-------- Fragmento extraído

George Washington fue uno de los primeros en apropiarse de América exclusivamente para Estados Unidos: “El nombre de americano pertenece a ustedes”, dijo a los ciudadanos estadounidenses en su discurso de despedida de 1796.

En contraste, los revolucionarios que buscaron deshacerse del dominio español no tomaron el nombre de América como propio. Para ellos, América simbolizaba el internacionalismo. El líder político colombiano Francisco de Paula Santander escribió en 1818 que importaba poco dónde había nacido exactamente, pues era “nada menos que americano, y mi país es cualquier rincón de América que no esté gobernado por los españoles”. Simón Bolívar, el venezolano que liberó gran parte de Sudamérica, esperaba que una América libre —toda ella— guiara a la humanidad hacia un futuro gobernado por la ley y la justicia.

Algunos en Estados Unidos compartían esta visión. En su discurso del Día de la Independencia de 1821, John Quincy Adams, el Secretario de Estado que luego se convertiría en Presidente, dijo que “América” dio al mundo los principios de “libertad, justicia y derechos equitativos”.

Adams observó con desesperación cómo el “anglosajón esclavista y exterminador de indígenas” se convertía en un arquetipo nacional heroico. Creció el impulso para la guerra con México, particularmente después de que los colonos esclavistas “texianos” blancos se liberaron del dominio mexicano en 1836. Los tejanos afilaron el borde supremacista de la identidad blanca en oposición a México, en la fantasía de que la nueva República de Texas era sólo un paso para convertir todo el continente en una patria para los anglosajones.

El anglosajonismo fruto de la guerra se convirtió en un rasgo fundamental del americanismo, cuyas virtudes se definieron contra los presuntos vicios de los hispanoamericanos. “Un gobierno republicano bueno, estable, justo y equitativo nunca existirá en las repúblicas españolas, hasta que la raza anglosajona tome las riendas del Gobierno en toda Sudamérica”, escribió The New York Morning Herald en 1839.

----------------
-------- Datos registrados

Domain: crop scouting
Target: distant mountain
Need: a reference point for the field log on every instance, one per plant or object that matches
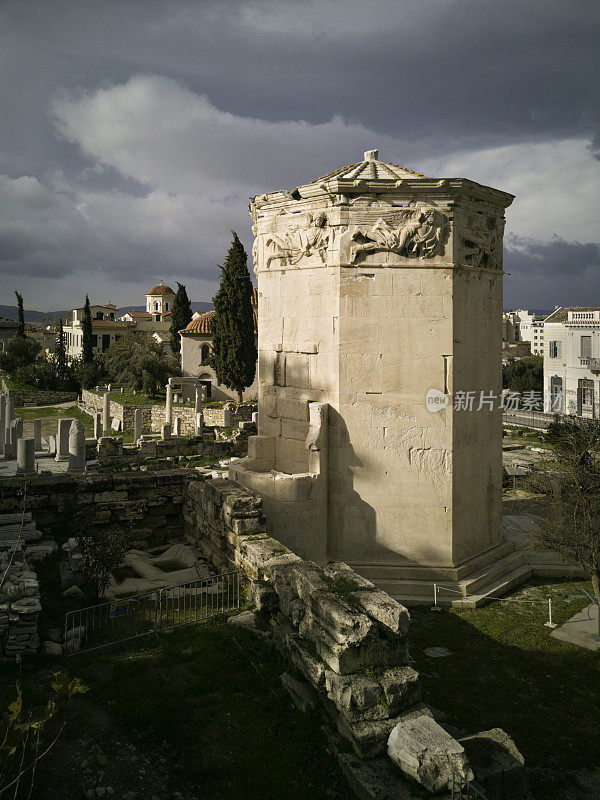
(201, 306)
(11, 312)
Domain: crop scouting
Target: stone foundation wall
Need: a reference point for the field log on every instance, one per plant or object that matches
(92, 404)
(187, 414)
(149, 502)
(38, 398)
(344, 638)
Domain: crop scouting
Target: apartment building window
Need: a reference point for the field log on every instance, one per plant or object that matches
(586, 346)
(585, 398)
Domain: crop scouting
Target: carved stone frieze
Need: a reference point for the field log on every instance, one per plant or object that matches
(419, 233)
(307, 237)
(480, 242)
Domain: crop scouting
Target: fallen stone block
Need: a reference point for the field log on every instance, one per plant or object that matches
(264, 596)
(497, 764)
(425, 752)
(304, 697)
(376, 779)
(369, 738)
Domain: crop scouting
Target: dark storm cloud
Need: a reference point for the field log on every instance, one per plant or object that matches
(543, 274)
(246, 96)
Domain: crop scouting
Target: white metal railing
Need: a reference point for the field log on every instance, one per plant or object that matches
(128, 618)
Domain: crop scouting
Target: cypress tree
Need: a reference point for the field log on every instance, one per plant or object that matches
(181, 315)
(86, 334)
(233, 355)
(21, 323)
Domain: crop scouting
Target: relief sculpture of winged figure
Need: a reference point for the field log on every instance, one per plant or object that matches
(420, 234)
(305, 239)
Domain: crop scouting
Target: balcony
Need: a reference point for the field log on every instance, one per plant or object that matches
(592, 364)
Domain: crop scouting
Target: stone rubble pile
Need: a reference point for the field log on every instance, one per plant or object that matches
(19, 590)
(346, 644)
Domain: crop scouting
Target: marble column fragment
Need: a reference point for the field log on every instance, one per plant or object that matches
(2, 422)
(137, 425)
(26, 456)
(106, 414)
(76, 447)
(37, 433)
(15, 433)
(169, 406)
(62, 439)
(198, 410)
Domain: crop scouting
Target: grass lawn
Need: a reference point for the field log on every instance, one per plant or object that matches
(128, 398)
(50, 416)
(506, 671)
(200, 711)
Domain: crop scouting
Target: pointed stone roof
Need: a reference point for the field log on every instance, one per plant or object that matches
(370, 169)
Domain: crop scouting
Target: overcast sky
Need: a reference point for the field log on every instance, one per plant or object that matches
(133, 133)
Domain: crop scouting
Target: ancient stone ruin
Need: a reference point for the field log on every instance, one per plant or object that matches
(378, 289)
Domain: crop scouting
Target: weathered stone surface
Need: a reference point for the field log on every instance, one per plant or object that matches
(355, 696)
(292, 647)
(369, 738)
(264, 596)
(424, 751)
(247, 621)
(497, 764)
(52, 649)
(304, 697)
(401, 688)
(376, 779)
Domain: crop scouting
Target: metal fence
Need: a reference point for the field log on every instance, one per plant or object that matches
(530, 419)
(159, 610)
(462, 789)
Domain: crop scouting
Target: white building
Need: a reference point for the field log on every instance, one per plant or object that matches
(572, 361)
(524, 326)
(106, 330)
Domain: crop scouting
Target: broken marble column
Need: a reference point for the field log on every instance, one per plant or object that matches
(106, 414)
(62, 439)
(25, 456)
(37, 433)
(199, 421)
(16, 433)
(10, 410)
(169, 405)
(2, 420)
(137, 424)
(76, 447)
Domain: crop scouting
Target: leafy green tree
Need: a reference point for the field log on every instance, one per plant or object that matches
(234, 352)
(181, 315)
(21, 323)
(86, 333)
(524, 375)
(60, 354)
(570, 482)
(90, 375)
(18, 352)
(139, 362)
(103, 552)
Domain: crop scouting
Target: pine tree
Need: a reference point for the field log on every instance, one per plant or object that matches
(233, 355)
(181, 315)
(86, 334)
(60, 354)
(21, 324)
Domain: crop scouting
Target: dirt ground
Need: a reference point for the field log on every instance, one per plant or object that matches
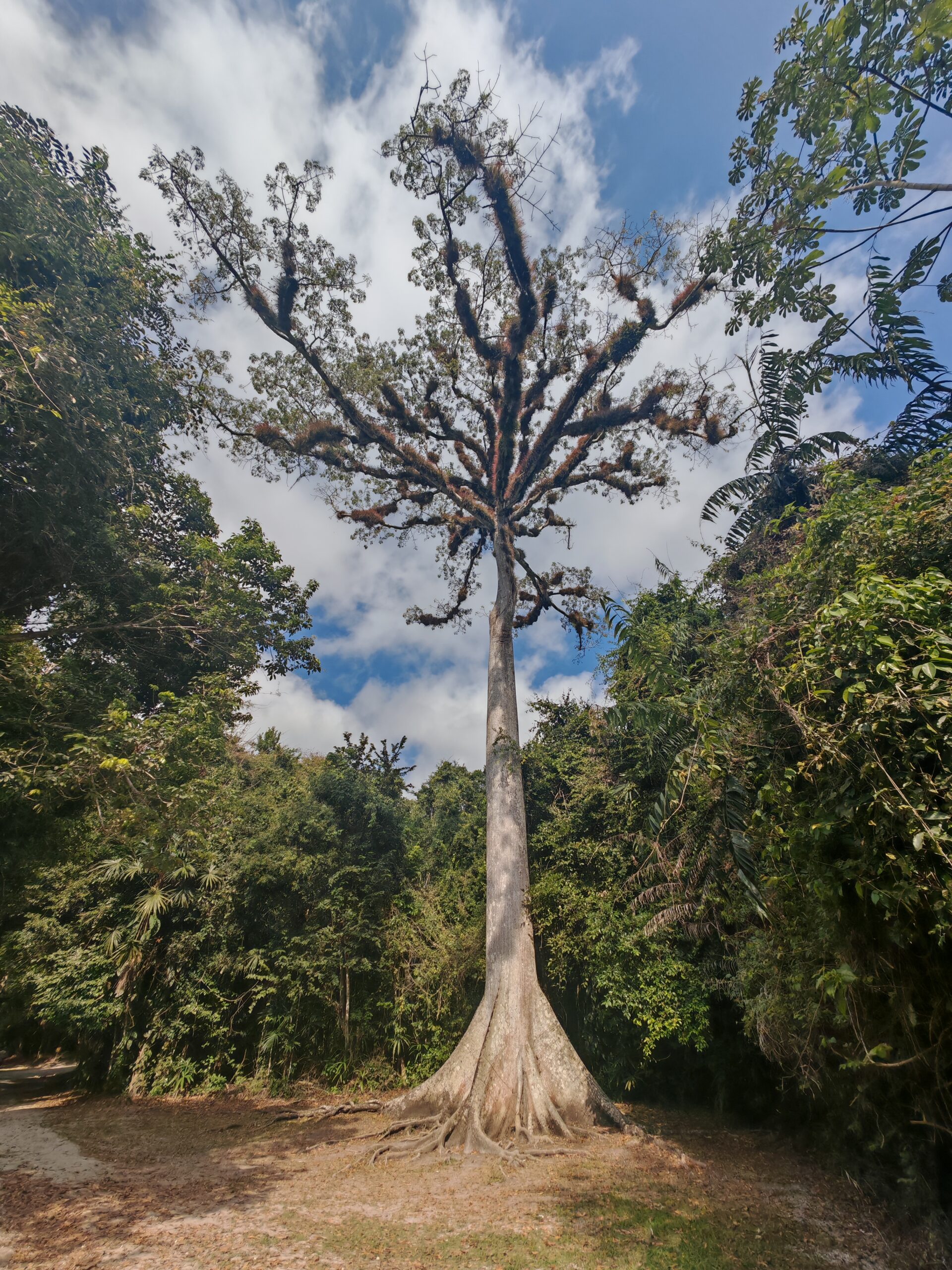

----------------

Por hacer: Traduce al inglés esta oración del fragmento extraído: "Simón Bolívar, el venezolano que liberó gran parte de Sudamérica, esperaba que una América libre —toda ella— guiara a la humanidad hacia un futuro gobernado por la ley y la justicia".

Solución: Simón Bolívar, the Venezuelan who liberated much of South America, hoped that a free America—all of it—would lead humanity toward a future governed by law and justice.